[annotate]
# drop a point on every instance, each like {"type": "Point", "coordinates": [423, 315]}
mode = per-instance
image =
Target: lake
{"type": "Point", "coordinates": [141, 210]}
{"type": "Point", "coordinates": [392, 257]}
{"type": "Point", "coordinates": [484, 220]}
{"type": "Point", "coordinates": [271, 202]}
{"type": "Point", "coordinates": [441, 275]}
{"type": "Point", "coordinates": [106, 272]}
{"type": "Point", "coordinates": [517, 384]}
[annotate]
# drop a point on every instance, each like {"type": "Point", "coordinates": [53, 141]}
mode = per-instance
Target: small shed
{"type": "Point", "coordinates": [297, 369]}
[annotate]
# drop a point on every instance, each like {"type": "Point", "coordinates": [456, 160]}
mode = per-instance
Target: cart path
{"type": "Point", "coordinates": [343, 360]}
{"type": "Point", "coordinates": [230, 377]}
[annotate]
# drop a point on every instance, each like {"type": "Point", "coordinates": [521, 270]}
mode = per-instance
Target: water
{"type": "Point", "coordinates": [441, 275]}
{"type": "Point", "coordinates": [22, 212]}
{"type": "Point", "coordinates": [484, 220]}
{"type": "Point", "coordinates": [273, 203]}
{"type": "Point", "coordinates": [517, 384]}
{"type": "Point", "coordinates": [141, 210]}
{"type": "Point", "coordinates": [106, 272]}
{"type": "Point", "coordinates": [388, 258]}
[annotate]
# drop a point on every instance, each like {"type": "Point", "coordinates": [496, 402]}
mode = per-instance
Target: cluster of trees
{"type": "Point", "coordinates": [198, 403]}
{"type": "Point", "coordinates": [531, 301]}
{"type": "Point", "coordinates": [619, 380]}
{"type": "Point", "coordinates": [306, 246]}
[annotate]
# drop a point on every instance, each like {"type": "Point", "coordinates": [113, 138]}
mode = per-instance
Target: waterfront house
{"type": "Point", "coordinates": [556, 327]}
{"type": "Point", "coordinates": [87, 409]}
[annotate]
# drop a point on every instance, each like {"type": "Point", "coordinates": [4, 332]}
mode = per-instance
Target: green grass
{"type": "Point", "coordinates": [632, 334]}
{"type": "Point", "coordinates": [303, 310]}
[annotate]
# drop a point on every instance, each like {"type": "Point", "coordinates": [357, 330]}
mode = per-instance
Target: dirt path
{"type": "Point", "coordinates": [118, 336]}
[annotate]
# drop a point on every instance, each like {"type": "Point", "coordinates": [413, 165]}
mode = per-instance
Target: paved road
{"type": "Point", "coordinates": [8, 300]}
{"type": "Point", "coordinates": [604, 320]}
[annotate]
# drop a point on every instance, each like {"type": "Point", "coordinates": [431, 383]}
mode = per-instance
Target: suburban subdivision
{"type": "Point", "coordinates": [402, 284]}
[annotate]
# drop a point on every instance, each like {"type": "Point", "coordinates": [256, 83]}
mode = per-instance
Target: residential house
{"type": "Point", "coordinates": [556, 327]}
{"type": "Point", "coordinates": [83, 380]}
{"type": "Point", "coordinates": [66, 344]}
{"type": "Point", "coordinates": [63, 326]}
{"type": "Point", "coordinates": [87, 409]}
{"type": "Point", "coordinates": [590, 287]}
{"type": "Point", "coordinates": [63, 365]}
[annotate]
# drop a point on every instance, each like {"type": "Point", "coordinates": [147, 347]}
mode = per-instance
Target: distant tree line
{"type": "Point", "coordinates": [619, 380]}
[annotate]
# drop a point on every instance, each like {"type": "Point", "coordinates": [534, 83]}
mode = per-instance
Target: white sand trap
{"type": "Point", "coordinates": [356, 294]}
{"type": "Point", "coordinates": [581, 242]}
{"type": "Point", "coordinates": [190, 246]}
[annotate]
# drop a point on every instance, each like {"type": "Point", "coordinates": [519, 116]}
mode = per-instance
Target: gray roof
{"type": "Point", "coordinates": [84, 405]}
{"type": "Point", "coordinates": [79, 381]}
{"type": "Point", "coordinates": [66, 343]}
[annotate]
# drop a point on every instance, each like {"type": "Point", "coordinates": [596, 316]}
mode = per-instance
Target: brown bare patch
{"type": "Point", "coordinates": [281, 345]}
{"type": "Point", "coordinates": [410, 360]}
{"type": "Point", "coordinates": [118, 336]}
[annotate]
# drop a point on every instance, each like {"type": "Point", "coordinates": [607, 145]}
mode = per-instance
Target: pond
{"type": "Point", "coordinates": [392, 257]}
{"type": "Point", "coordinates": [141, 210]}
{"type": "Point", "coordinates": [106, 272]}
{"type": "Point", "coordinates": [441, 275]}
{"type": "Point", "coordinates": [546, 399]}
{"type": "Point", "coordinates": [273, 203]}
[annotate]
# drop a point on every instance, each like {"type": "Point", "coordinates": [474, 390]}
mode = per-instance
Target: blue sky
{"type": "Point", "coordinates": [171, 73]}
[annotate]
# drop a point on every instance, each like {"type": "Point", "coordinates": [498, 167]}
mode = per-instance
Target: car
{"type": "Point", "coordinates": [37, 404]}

++++++++

**WRITTEN REQUEST:** Give all of the entries again, word for word.

**RESULT OF THE TASK:**
[annotate]
# drop a point on every instance, each like {"type": "Point", "coordinates": [423, 315]}
mode = per-instance
image =
Target: lake
{"type": "Point", "coordinates": [141, 210]}
{"type": "Point", "coordinates": [392, 257]}
{"type": "Point", "coordinates": [484, 220]}
{"type": "Point", "coordinates": [271, 202]}
{"type": "Point", "coordinates": [441, 275]}
{"type": "Point", "coordinates": [106, 272]}
{"type": "Point", "coordinates": [517, 384]}
[annotate]
# drop a point on every instance, each like {"type": "Point", "coordinates": [53, 141]}
mode = per-instance
Target: small shed
{"type": "Point", "coordinates": [297, 369]}
[annotate]
# drop a point on every instance, each like {"type": "Point", "coordinates": [456, 160]}
mode = per-instance
Target: cart path
{"type": "Point", "coordinates": [343, 360]}
{"type": "Point", "coordinates": [230, 377]}
[annotate]
# drop a point on every instance, each like {"type": "Point", "coordinates": [521, 270]}
mode = per-instance
Target: water
{"type": "Point", "coordinates": [441, 275]}
{"type": "Point", "coordinates": [22, 212]}
{"type": "Point", "coordinates": [484, 220]}
{"type": "Point", "coordinates": [273, 203]}
{"type": "Point", "coordinates": [517, 384]}
{"type": "Point", "coordinates": [141, 210]}
{"type": "Point", "coordinates": [106, 272]}
{"type": "Point", "coordinates": [388, 258]}
[annotate]
# drop a point on every instance, each like {"type": "Point", "coordinates": [496, 402]}
mode = per-instance
Target: cluster of trees
{"type": "Point", "coordinates": [198, 403]}
{"type": "Point", "coordinates": [531, 301]}
{"type": "Point", "coordinates": [619, 380]}
{"type": "Point", "coordinates": [306, 246]}
[annotate]
# drop a point on every instance, each like {"type": "Point", "coordinates": [113, 138]}
mode = per-instance
Target: waterfront house
{"type": "Point", "coordinates": [556, 327]}
{"type": "Point", "coordinates": [87, 409]}
[annotate]
# drop a point on every instance, each like {"type": "Point", "coordinates": [4, 332]}
mode = per-instance
Target: green grass
{"type": "Point", "coordinates": [632, 334]}
{"type": "Point", "coordinates": [303, 310]}
[annotate]
# drop a point on every instance, each like {"type": "Point", "coordinates": [357, 330]}
mode = per-instance
Target: dirt path
{"type": "Point", "coordinates": [118, 336]}
[annotate]
# drop a point on every instance, each like {"type": "Point", "coordinates": [413, 165]}
mode = per-instance
Target: paved road
{"type": "Point", "coordinates": [8, 300]}
{"type": "Point", "coordinates": [604, 320]}
[annotate]
# drop a point on every instance, each like {"type": "Point", "coordinates": [431, 383]}
mode = per-instance
Target: suburban subdivision
{"type": "Point", "coordinates": [402, 284]}
[annotate]
# drop a point on every instance, each like {"type": "Point", "coordinates": [256, 83]}
mode = per-instance
Target: residential house
{"type": "Point", "coordinates": [556, 327]}
{"type": "Point", "coordinates": [83, 380]}
{"type": "Point", "coordinates": [66, 344]}
{"type": "Point", "coordinates": [63, 326]}
{"type": "Point", "coordinates": [87, 409]}
{"type": "Point", "coordinates": [590, 287]}
{"type": "Point", "coordinates": [63, 365]}
[annotate]
# drop a point on every instance, each like {"type": "Point", "coordinates": [147, 347]}
mode = per-instance
Target: distant tree line
{"type": "Point", "coordinates": [619, 380]}
[annotate]
# drop a point on every instance, each like {"type": "Point", "coordinates": [534, 83]}
mode = per-instance
Target: white sand trap
{"type": "Point", "coordinates": [356, 294]}
{"type": "Point", "coordinates": [581, 242]}
{"type": "Point", "coordinates": [190, 246]}
[annotate]
# drop a point on every instance, each like {"type": "Point", "coordinates": [519, 116]}
mode = per-instance
Target: gray roof
{"type": "Point", "coordinates": [84, 405]}
{"type": "Point", "coordinates": [79, 381]}
{"type": "Point", "coordinates": [66, 343]}
[annotate]
# drop a point on every instance, each like {"type": "Point", "coordinates": [596, 316]}
mode = per-instance
Target: brown bare patch
{"type": "Point", "coordinates": [281, 345]}
{"type": "Point", "coordinates": [410, 360]}
{"type": "Point", "coordinates": [118, 336]}
[annotate]
# drop a point on every instance, each like {"type": "Point", "coordinates": [607, 145]}
mode = per-instance
Target: pond
{"type": "Point", "coordinates": [392, 257]}
{"type": "Point", "coordinates": [141, 210]}
{"type": "Point", "coordinates": [106, 272]}
{"type": "Point", "coordinates": [441, 275]}
{"type": "Point", "coordinates": [546, 399]}
{"type": "Point", "coordinates": [273, 203]}
[annotate]
# drop a point on every instance, each like {"type": "Point", "coordinates": [474, 390]}
mode = per-instance
Target: blue sky
{"type": "Point", "coordinates": [171, 73]}
[annotate]
# drop a point on every instance, each like {"type": "Point", "coordinates": [498, 167]}
mode = per-instance
Target: car
{"type": "Point", "coordinates": [37, 404]}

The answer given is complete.